**Passage given**
┏━━

This.
Now, I will say that was lucky enough to live in a household at that tender age with parents that loved scifi - so I had read Tubb, Varley, Norton, Anderson, Le Guin, Brackett, and the host of "foundational authors" - but I was also watching Star Wars, Alien/s, Predator(s), and lots of other SciFi in film and TV. This included things like reading the Hitchhikers Guide to the Galaxy series and watching old re-runs of Dr. Who on PBS.
Our early games were loaded with Anti-Matter Planet Busting Bombs, Plausible Deniability Drives, and whatever else we could dream up and dump into the game. There were Timelords, Lensmen, Jedi, and a hosts of arguments about who was most powerful...
After years of slaving to a OTU that I genuinely think is enjoyable to read, I'm less interested in actually playing in the Imperium any more because of the sheer inability to get new players to absorb it all, let alone enough to feel competent. I actually tend to look at the various OTU canons as being "all in one" but with the understanding that it's written (literally) by different historians and nobody has all the details right (academics always have various theories and perspectives that might or might not be accurate).
I started buying MGT because I needed a current rules system that players could buy, but in looking at the relatively canon-neutral rules (with all sorts of shout-outs to non-OTU settings) I was surprised to find a yearning for those games that were more about wild speculation and fun rather than min-maxing ship designs and playing in a universe where things are all arguably fore-ordained.

┗━━

**Given problem 1**
Translate this sentence from the post about science fiction gaming into Spanish: "Our early games were loaded with Anti-Matter Planet Busting Bombs, Plausible Deniability Drives, and whatever else we could dream up and dump into the game."
**Given problem 2**
Convert the rows into a numbered list, one line per item, starting at the beginning of the rows and stopping after the line that contains "240 114 L 237". Skip blank lines and leave the picture out.

**Given records**
┏━━

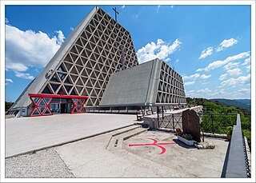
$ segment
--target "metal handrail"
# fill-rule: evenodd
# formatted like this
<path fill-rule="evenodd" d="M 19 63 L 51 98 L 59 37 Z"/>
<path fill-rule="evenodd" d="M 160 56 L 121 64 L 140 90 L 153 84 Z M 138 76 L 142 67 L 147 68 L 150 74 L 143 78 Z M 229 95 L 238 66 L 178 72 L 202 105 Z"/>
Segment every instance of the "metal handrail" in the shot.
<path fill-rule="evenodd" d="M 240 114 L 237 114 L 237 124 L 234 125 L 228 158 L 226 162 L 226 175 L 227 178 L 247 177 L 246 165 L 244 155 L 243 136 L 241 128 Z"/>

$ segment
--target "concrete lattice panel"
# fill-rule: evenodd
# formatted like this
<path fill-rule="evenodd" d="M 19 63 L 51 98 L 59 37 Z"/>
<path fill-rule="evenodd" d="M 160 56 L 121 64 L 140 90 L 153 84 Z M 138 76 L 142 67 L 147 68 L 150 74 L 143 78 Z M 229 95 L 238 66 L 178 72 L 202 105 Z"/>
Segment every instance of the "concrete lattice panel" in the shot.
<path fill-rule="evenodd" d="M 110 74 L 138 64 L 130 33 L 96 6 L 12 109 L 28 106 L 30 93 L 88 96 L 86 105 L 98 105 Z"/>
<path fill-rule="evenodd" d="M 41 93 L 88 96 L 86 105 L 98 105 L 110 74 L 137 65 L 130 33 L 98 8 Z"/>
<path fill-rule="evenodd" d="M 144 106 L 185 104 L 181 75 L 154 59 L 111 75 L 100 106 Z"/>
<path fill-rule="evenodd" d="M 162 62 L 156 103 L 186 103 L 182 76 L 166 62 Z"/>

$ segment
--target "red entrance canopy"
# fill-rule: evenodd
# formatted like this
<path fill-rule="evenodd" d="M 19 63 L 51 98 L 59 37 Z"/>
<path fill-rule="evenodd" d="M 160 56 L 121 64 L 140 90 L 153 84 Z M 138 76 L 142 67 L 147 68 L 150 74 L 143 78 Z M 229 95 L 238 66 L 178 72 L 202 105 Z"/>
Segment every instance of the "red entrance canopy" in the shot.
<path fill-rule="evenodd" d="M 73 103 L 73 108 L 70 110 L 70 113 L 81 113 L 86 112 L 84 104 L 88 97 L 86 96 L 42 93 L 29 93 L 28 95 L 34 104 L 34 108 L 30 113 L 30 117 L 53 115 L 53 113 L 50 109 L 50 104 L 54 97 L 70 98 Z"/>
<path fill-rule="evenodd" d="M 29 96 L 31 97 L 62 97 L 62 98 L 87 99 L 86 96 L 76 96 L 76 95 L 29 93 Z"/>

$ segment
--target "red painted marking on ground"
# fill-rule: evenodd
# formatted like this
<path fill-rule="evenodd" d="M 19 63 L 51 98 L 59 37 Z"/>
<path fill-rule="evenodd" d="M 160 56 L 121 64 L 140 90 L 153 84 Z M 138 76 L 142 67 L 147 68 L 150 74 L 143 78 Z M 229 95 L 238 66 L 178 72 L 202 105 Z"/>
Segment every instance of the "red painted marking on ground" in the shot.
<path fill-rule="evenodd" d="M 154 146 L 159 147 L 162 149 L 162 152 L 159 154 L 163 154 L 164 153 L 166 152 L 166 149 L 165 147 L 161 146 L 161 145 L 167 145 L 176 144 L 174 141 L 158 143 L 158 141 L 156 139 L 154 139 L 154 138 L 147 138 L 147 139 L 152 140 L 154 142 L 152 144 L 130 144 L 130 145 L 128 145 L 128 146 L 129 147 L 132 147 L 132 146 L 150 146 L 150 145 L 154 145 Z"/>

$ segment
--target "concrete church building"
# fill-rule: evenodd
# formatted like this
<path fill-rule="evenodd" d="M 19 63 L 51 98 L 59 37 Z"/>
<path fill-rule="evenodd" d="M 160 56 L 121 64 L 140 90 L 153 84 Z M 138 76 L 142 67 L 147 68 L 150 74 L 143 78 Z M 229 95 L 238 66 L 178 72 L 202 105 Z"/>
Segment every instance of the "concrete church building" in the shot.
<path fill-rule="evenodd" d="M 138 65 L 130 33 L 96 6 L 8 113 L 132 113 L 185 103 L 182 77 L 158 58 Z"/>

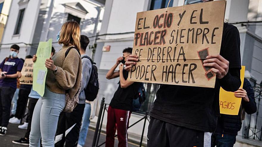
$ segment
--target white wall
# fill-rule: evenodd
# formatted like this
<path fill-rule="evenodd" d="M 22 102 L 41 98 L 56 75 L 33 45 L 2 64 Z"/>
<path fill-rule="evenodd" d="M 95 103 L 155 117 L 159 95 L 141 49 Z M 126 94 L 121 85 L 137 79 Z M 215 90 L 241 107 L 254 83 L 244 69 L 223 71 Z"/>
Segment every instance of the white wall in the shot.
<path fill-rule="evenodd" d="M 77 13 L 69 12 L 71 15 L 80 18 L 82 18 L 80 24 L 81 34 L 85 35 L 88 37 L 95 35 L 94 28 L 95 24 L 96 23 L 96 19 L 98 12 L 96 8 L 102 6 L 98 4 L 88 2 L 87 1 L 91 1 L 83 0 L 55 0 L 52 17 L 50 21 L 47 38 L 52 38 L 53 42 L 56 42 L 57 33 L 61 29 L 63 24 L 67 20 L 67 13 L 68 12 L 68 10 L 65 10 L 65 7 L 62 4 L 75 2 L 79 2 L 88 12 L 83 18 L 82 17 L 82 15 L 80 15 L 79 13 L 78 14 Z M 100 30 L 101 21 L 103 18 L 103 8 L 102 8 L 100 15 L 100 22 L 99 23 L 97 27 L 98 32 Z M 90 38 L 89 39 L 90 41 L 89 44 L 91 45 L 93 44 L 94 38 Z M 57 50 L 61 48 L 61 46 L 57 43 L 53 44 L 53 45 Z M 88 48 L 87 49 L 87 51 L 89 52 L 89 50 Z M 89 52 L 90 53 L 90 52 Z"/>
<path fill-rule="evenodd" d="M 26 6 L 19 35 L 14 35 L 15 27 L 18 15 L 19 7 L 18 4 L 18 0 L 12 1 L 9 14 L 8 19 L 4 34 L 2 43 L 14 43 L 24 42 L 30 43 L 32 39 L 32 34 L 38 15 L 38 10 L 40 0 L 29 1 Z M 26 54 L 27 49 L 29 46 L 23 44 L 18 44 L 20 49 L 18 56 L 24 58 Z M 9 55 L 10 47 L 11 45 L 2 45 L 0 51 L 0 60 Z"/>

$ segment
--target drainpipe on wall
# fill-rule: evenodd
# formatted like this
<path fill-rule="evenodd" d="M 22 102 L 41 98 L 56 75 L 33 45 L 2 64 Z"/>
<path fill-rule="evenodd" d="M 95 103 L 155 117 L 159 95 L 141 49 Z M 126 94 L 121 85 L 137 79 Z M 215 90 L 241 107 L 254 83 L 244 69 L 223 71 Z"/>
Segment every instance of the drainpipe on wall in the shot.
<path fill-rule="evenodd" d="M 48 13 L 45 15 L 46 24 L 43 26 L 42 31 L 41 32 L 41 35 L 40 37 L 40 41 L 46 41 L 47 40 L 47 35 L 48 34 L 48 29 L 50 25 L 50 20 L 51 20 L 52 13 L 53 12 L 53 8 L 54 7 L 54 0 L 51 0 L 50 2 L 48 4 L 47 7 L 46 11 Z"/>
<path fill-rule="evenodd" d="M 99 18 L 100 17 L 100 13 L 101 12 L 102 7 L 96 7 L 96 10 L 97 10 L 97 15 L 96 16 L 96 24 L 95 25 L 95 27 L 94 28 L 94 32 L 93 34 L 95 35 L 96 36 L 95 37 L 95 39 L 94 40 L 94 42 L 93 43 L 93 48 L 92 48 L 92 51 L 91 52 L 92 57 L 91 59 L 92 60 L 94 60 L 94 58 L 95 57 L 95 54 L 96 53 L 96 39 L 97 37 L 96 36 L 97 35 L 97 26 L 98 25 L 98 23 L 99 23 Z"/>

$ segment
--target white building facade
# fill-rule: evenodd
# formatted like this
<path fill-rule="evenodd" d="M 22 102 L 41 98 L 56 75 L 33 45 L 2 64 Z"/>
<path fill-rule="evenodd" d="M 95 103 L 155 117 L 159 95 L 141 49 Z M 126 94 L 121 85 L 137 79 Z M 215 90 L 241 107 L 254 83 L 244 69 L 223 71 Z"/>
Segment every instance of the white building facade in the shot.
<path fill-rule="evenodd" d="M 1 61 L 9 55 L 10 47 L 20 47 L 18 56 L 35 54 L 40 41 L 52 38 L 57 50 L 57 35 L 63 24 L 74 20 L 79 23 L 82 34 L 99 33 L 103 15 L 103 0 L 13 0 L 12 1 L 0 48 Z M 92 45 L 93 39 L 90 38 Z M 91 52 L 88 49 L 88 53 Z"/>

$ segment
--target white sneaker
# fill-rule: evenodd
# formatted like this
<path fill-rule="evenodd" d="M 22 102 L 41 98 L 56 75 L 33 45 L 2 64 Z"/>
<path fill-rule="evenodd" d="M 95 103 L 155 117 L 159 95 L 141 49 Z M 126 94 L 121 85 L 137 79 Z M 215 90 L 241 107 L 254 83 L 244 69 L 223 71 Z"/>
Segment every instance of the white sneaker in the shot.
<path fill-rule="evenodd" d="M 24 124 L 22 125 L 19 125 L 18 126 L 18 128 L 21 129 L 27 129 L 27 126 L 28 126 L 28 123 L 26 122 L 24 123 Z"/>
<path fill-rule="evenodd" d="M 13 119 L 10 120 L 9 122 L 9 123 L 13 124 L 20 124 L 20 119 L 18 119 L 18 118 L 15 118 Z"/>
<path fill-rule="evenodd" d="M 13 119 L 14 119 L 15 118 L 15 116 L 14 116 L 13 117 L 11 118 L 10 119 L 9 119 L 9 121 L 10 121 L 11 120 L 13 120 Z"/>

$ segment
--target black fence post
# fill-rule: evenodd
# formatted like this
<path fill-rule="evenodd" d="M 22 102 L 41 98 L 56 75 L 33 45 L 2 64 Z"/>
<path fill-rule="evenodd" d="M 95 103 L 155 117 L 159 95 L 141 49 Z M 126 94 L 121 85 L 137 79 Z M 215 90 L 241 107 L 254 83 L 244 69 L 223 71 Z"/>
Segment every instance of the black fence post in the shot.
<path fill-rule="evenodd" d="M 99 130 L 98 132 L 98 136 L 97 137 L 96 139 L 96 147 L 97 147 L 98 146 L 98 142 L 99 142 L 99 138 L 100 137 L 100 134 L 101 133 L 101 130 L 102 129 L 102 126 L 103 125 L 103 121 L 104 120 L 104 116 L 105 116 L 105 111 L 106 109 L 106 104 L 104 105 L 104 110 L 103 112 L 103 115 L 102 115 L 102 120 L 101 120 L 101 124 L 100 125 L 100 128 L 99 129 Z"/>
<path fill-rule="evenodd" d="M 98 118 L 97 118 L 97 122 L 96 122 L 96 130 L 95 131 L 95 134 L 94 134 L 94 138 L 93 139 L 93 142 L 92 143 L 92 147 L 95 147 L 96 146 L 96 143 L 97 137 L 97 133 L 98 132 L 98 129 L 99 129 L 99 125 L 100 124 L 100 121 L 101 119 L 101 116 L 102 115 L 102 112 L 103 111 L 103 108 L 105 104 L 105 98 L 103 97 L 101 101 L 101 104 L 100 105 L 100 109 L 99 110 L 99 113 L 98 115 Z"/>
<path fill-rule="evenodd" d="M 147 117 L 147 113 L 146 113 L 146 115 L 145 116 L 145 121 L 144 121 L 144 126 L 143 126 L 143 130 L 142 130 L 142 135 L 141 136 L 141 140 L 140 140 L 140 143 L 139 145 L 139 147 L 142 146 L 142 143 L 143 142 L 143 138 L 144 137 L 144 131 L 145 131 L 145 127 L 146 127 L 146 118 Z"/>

┗━━

**Full answer 1**
Nuestras primeras partidas estaban repletas de Bombas Revienta-Planetas de Antimateria, Impulsores de Negación Plausible y cualquier otra cosa que se nos ocurriera y pudiéramos meter en el juego.

**Full answer 2**
1. $ segment
2. --target "metal handrail"
3. # fill-rule: evenodd
4. # formatted like this
5. <path fill-rule="evenodd" d="M 19 63 L 51 98 L 59 37 Z"/>
6. <path fill-rule="evenodd" d="M 160 56 L 121 64 L 140 90 L 153 84 Z M 138 76 L 142 67 L 147 68 L 150 74 L 143 78 Z M 229 95 L 238 66 L 178 72 L 202 105 Z"/>
7. Segment every instance of the "metal handrail" in the shot.
8. <path fill-rule="evenodd" d="M 240 114 L 237 114 L 237 124 L 234 125 L 228 158 L 226 162 L 226 175 L 227 178 L 247 177 L 246 165 L 244 155 L 243 136 L 241 128 Z"/>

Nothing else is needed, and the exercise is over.